**SUPPLIED TEXT:**
-*-*-
From: Eduard Zingerman <eddyz87@gmail.com>
To: Alexei Starovoitov <alexei.starovoitov@gmail.com>
Cc: bpf <bpf@vger.kernel.org>, Alexei Starovoitov <ast@kernel.org>,
Andrii Nakryiko <andrii@kernel.org>,
Daniel Borkmann <daniel@iogearbox.net>,
Martin KaFai Lau <martin.lau@linux.dev>,
Kernel Team <kernel-team@fb.com>,
Yonghong Song <yonghong.song@linux.dev>
Subject: Re: [PATCH bpf-next v1 3/4] bpf: use SCC info instead of loop_entry
Date: Mon, 28 Apr 2025 12:26:25 -0700 [thread overview]
Message-ID: <m2plgwjdem.fsf@gmail.com> (raw)
In-Reply-To: <CAADnVQK1tP1_of=pn7HdeZNqmPu=4AqpRETeOVeQMjDfSt0NOw@mail.gmail.com> (Alexei Starovoitov's message of "Mon, 28 Apr 2025 10:31:20 -0700")
Alexei Starovoitov <alexei.starovoitov@gmail.com> writes:
[...]
>> @@ -466,11 +456,10 @@ struct bpf_verifier_state {
>> u32 dfs_depth;
>> u32 callback_unroll_depth;
>> u32 may_goto_depth;
>> - /* If this state was ever pointed-to by other state's loop_entry field
>> - * this flag would be set to true. Used to avoid freeing such states
>> - * while they are still in use.
>> + /* If this state is a checkpoint at insn_idx that belongs to an SCC,
>> + * record the SCC epoch at the time of checkpoint creation.
>> */
>
> Please use normal kernel comment style for all new code:
> /*
> * multi-
> * line
> * comment
> */
>
Ack.
>> - u32 used_as_loop_entry;
>> + u32 scc_epoch;
>> };
>>
>> #define bpf_get_spilled_reg(slot, frame, mask) \
>> @@ -717,6 +706,29 @@ struct bpf_idset {
>> u32 ids[BPF_ID_MAP_SIZE];
>> };
>>
>> +/* Information tracked for CFG strongly connected components */
>> +struct bpf_scc_info {
>> + /* True if states_equal(... RANGE_WITHIN) ever returned
>> + * true for a state with insn_idx within this SCC.
>> + * E.g. for iterator next call.
>
> I feel RANGE_WITHIN is unnecessary information here.
> Maybe reword it as:
> Set to true when is_state_visited() detected convergence of open coded iterator.
> ?
Technically this could also happen for callbacks, e.g. for bpf_loop().
Will reword as you suggest, should be clear enough for a few people
working with this code.
[...]
>> @@ -18222,15 +18129,17 @@ static void clean_func_state(struct bpf_verifier_env *env,
>> }
>> }
>>
>> +static bool verifier_state_cleaned(struct bpf_verifier_state *st)
>> +{
>> + /* all regs in this state in all frames were already marked */
>> + return st->frame[0]->regs[0].live & REG_LIVE_DONE;
>> +}
>
> move refactor into pre-patch.
>
Ack.
[...]
>> @@ -18243,6 +18152,114 @@ static u32 frame_insn_idx(struct bpf_verifier_state *st, u32 frame)
>> : st->frame[frame + 1]->callsite;
>> }
>>
>> +/* Open coded iterators introduce loops in the verifier state graph.
-*-*-
**JOB 1:**
Answer these questions from the BPF patch review:
(a) Which field replaces used_as_loop_entry in struct bpf_verifier_state?
(b) Where does the reviewer ask for the verifier_state_cleaned() refactor to be moved?
(c) Besides open coded iterators, what else does the reply say convergence could happen for?
**JOB 2:** Extend the BPF patch review, picking up right after its final line.
The data below has no connection to the BPF patch review.

**MATERIAL:**
-*-*-
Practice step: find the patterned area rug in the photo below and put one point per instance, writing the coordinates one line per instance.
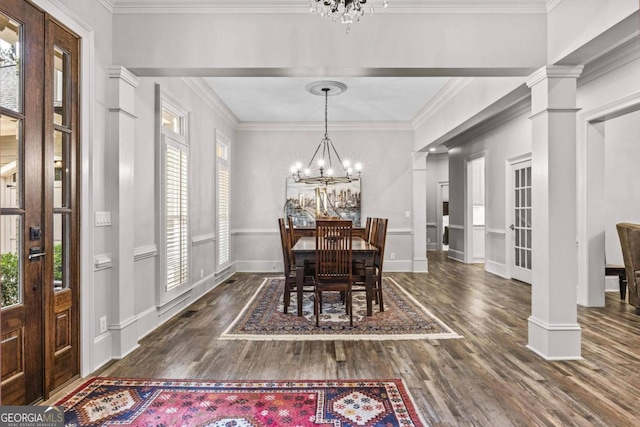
-*-*-
**ANSWER 1:**
(a) scc_epoch
(b) Into a pre-patch.
(c) Callbacks, for example bpf_loop().

**ANSWER 2:**
>> + * State graph loops can result in incomplete read and precision marks
>> + * on individual states. E.g. consider the following states graph:
>> + *
>> + * .-> A --. Assume the states are visited in the order A, B, C.
>> + * | | | Assume that state B reaches a state equivalent to state A.
>> + * | v v At this point, state C has not been processed yet,
>> + * '-- B C so state A does not have any read or precision marks from C yet.
>> + * As a result, these marks won't be propagated to B.
>> + *
>> + * If the marks on B are incomplete, it would be unsafe to use it in
>> + * states_equal() checks.
>
> earlier RANGE_WITHIN distinction was unnecessary,
> but here we should clarify that
> states_equal(NOT_EXACT) is unsafe,
> while states_equal(RANGE_WITHIN) is fine.
> Right?
>
Ack.
>> + *
>> + * To avoid this safety issue, and since states with incomplete read
>> + * marks can only occur within control flow graph loops, the verifier
>> + * assumes that any state with bpf_verifier_state->insn_idx residing
>> + * in a strongly connected component (SCC) has read and precision
>> + * marks for all registers. This assumption is enforced by the
>> + * function mark_all_regs_read_and_precise(), which assigns
>> + * corresponding marks.
>> + *
>> + * An intuitive point to call mark_all_regs_read_and_precise() would
>> + * be when a new state is created in is_state_visited().
>> + * However, doing so would interfere with widen_imprecise_scalars(),
>> + * which widens scalars in the current state after checking registers in a
>> + * parent state. Registers are not widened if they are marked as precise
>> + * in the parent state.
>> + *
>> + * To avoid interfering with widening logic,
>> + * a call to mark_all_regs_read_and_precise() for state is postponed
>> + * until no widening is possible in any descendant of state S.
>> + *
>> + * Another intuitive spot to call mark_all_regs_read_and_precise()
>> + * would be in update_branch_counts() when S's branches counter
>> + * reaches 0. However, this falls short in the following case:
>> + *
>> + * sum = 0
>> + * bpf_repeat(10) { // a
>> + * if (unlikely(bpf_get_prandom_u32())) // b
>> + * sum += 1;
>> + * if (bpf_get_prandom_u32()) // c
>> + * asm volatile ("");
>> + * asm volatile ("goto +0;"); // d
>> + * }
>> + *
>> + * Here a checkpoint is created at (d) with {sum=0} and the branch counter
>> + * for (d) reaches 0, so 'sum' would be marked precise.
>> + * When second branch of (c) reaches (d), checkpoint would be hit,
>> + * and the precision mark for 'sum' propagated to (a).
>> + * When the second branch of (b) reaches (a), the state would be {sum=1},
>> + * no widening would occur, causing verification to continue forever.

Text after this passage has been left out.